Goal: Write out every line of the records below word for word, omitting the pictures.

Object detection records:

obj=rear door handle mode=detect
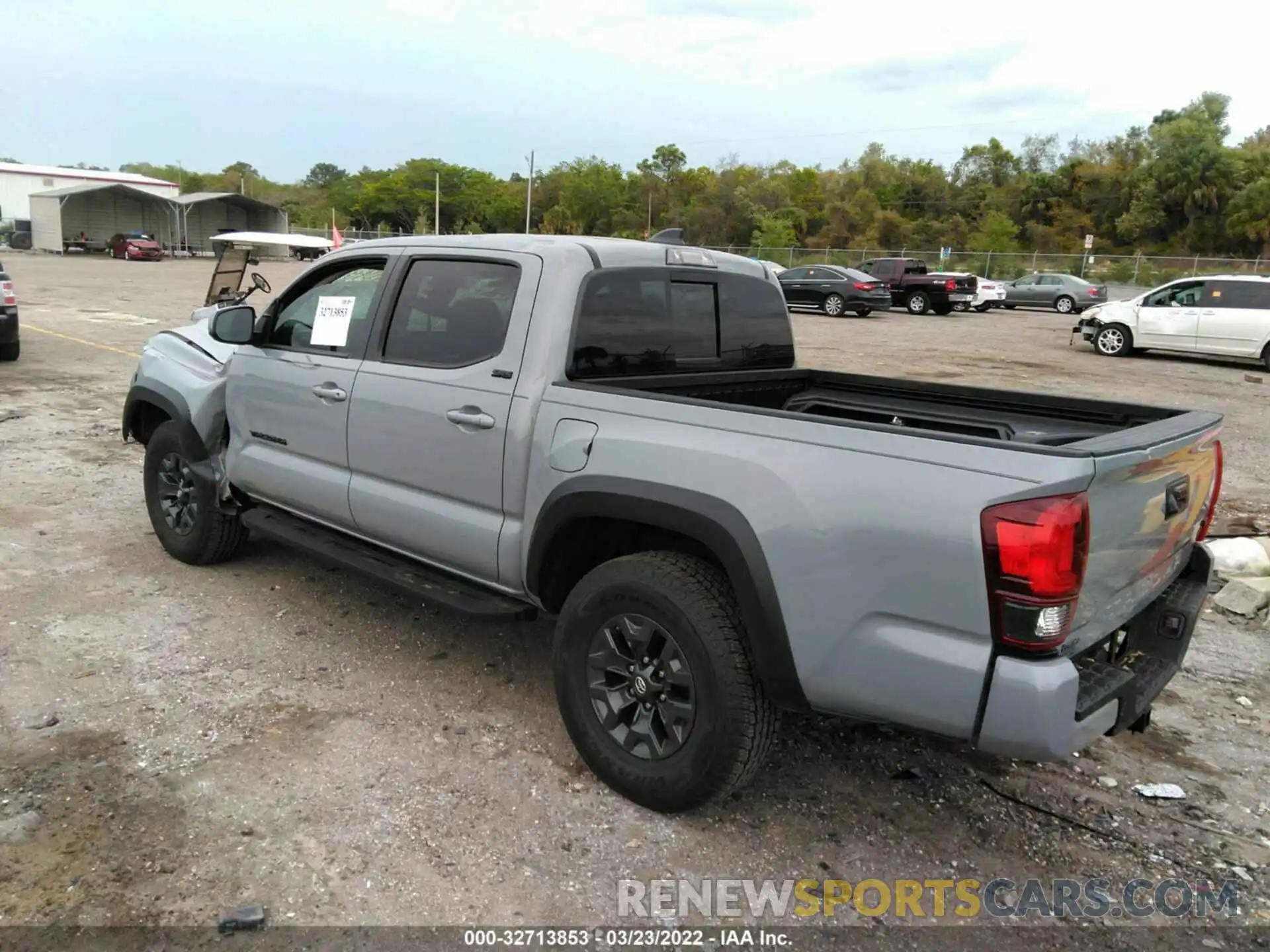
[446,406,494,430]
[314,383,348,404]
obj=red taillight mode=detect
[979,493,1089,651]
[1195,439,1224,542]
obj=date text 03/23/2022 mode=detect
[464,928,791,949]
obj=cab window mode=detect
[264,258,388,357]
[1142,280,1204,307]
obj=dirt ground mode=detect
[0,254,1270,948]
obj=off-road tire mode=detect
[142,420,246,565]
[552,552,777,814]
[1093,324,1134,357]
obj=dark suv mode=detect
[0,264,22,360]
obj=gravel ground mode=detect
[0,254,1270,948]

Response:
obj=rear door handle mode=detect
[446,406,494,430]
[314,383,348,404]
obj=red taillight mode=detect
[979,493,1089,651]
[1195,439,1224,542]
obj=date text 03/23/2022 mode=detect
[464,928,791,949]
obj=cab window mode=detect
[264,258,388,357]
[1142,280,1204,307]
obj=dirt ground mode=detect
[0,254,1270,948]
obj=off-road tire mode=detect
[142,420,246,565]
[552,552,777,814]
[1093,324,1134,357]
obj=dark suv mode=detect
[0,264,22,360]
obj=gravel ground mode=detect
[0,254,1270,948]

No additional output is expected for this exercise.